Given text:

Single by Clay Walker

from the album Hypnotize the Moon
- B-side: "Where Were You"
- Released: September 12, 1995
- Recorded: 1995
- Genre: Country
- Length: 2:48
- Label: Giant
- Songwriter(s): Clay Walker Kim Williams Randy Boudreaux
- Producer(s): James Stroud

Clay Walker singles chronology
| "My Heart Will Never Know" (1995) | "Who Needs You Baby" (1995) | "Hypnotize the Moon" (1996) |

= Who Needs You Baby =

"Who Needs You Baby" is a song co-written and recorded by American country music artist Clay Walker. It was released in September 1995 as the lead-off single to his album Hypnotize the Moon. It peaked at #2 in both the United States and Canada. The song was written by Walker, Kim Williams and Randy Boudreaux.

==Critical reception==
Larry Flick of Billboard gave the song a positive review writing "It boasts a catchy chorus, lots of steel, and Walker's enjoyable delivery. Country radio readily embraces Walker, and this solid effort should give them lots to be happy about."

Record list:
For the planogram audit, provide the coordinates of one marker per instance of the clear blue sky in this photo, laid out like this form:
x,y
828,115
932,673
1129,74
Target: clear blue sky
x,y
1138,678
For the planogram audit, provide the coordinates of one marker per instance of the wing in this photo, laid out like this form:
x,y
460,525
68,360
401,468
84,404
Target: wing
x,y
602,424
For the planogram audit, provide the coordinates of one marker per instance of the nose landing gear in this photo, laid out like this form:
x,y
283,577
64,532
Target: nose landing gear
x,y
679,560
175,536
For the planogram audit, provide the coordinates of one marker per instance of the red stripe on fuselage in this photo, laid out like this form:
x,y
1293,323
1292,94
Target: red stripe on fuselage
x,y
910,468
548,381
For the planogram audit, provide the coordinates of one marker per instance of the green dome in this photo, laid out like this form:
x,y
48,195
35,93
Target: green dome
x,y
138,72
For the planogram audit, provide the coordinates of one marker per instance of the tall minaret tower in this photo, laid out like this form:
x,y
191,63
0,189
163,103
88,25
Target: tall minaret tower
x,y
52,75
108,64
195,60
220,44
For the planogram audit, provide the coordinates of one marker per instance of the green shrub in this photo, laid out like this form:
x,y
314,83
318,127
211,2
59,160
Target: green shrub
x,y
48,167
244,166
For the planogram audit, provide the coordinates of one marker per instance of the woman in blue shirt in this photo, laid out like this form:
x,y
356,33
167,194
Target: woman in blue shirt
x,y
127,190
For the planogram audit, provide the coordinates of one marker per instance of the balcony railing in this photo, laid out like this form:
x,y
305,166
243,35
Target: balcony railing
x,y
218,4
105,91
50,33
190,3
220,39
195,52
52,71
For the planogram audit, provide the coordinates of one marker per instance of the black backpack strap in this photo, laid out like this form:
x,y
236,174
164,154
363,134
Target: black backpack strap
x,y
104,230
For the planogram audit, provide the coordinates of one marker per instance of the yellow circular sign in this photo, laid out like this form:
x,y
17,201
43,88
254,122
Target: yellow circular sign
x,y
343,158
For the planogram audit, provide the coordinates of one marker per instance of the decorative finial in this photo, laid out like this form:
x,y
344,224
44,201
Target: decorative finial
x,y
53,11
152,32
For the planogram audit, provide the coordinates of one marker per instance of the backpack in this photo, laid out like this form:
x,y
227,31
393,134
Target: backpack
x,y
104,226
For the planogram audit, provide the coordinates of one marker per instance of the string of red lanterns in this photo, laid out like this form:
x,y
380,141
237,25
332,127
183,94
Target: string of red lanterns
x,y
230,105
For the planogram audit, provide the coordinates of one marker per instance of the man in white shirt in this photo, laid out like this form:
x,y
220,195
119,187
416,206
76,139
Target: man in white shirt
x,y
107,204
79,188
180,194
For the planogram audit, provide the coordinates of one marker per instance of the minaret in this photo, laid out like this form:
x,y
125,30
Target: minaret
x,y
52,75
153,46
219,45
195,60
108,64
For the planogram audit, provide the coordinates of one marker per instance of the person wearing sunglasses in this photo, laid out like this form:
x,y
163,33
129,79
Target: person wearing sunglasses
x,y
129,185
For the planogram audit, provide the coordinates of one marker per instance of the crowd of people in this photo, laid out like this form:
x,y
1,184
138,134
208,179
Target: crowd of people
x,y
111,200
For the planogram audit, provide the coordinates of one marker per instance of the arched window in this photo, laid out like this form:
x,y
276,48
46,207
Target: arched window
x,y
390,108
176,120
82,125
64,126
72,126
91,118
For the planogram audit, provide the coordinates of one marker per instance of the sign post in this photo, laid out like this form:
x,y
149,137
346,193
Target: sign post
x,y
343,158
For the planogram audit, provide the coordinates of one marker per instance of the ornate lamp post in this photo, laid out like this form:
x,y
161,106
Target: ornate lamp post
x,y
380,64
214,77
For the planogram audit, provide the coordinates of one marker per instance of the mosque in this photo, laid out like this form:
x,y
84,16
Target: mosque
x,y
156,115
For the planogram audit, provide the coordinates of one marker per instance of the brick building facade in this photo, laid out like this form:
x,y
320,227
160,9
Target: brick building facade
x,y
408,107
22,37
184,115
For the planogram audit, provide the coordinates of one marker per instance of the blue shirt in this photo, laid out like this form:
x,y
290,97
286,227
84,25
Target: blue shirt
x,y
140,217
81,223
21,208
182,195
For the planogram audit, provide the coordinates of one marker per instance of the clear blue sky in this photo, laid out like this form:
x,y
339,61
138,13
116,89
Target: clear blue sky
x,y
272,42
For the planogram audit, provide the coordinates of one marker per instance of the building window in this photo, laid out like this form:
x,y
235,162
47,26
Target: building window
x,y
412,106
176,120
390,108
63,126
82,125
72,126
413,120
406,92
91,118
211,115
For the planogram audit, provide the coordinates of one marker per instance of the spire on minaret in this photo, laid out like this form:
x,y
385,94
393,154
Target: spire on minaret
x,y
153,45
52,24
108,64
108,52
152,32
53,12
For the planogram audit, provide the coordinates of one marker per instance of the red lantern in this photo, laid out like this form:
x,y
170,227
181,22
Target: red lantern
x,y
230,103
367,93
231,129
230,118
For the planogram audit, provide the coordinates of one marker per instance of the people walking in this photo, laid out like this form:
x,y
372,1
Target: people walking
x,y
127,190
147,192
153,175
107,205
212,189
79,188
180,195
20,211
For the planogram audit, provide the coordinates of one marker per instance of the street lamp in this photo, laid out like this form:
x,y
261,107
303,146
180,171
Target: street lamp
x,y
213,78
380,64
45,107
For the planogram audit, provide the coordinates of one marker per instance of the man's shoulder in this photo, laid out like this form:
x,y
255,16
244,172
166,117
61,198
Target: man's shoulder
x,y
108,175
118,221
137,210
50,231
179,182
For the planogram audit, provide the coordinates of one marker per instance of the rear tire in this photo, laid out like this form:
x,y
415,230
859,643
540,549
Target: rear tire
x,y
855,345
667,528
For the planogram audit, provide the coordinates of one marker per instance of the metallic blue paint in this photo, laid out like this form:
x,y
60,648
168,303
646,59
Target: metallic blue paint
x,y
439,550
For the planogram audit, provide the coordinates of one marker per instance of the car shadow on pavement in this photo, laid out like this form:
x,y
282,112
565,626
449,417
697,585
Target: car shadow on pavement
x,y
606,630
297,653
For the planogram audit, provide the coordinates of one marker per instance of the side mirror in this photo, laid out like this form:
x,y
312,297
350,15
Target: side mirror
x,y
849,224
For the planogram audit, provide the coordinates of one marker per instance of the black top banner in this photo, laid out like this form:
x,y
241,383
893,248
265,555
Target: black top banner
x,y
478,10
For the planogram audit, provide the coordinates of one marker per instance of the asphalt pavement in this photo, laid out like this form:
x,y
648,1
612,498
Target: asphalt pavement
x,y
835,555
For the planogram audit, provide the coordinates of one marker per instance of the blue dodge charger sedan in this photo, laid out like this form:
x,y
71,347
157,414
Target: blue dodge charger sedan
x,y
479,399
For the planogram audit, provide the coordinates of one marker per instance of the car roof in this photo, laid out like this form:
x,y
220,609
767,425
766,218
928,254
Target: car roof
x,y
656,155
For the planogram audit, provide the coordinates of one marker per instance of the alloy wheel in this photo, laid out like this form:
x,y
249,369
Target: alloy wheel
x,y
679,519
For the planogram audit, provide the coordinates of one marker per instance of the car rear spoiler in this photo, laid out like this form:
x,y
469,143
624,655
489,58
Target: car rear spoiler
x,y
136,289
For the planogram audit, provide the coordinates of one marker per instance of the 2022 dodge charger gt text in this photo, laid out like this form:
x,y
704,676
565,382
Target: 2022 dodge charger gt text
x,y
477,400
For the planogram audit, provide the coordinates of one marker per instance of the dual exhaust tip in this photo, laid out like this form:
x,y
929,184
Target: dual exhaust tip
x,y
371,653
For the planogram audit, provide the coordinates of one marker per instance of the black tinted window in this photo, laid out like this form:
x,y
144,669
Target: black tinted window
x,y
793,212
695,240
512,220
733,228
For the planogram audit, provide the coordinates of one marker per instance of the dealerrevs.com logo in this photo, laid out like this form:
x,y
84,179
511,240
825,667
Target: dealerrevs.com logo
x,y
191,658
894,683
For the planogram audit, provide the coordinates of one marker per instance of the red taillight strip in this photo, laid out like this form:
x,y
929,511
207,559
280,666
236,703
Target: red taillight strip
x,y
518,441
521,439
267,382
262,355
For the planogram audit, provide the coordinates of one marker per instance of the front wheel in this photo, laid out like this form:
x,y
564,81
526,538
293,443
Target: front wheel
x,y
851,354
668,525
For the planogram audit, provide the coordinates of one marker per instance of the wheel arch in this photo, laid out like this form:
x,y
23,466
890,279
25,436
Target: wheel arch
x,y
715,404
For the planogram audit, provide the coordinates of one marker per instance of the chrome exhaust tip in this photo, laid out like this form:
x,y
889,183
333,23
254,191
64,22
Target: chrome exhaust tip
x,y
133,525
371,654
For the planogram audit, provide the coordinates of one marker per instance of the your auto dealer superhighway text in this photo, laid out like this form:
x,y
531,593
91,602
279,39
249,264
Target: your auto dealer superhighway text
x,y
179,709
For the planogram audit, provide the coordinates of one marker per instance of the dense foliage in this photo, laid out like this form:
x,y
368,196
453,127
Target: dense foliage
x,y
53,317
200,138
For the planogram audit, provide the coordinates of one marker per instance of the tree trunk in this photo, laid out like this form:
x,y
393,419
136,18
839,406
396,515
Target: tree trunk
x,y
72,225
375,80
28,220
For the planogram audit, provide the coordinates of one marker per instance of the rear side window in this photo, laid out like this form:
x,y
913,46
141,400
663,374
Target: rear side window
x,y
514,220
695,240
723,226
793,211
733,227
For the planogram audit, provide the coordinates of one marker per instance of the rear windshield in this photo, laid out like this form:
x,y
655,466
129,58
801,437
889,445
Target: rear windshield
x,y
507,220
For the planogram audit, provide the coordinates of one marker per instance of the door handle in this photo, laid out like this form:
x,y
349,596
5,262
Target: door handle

Given problem: In the text about "Who Needs You Baby," what chart position did the song reach in the United States and Canada?

Written response: It peaked at #2 in both countries.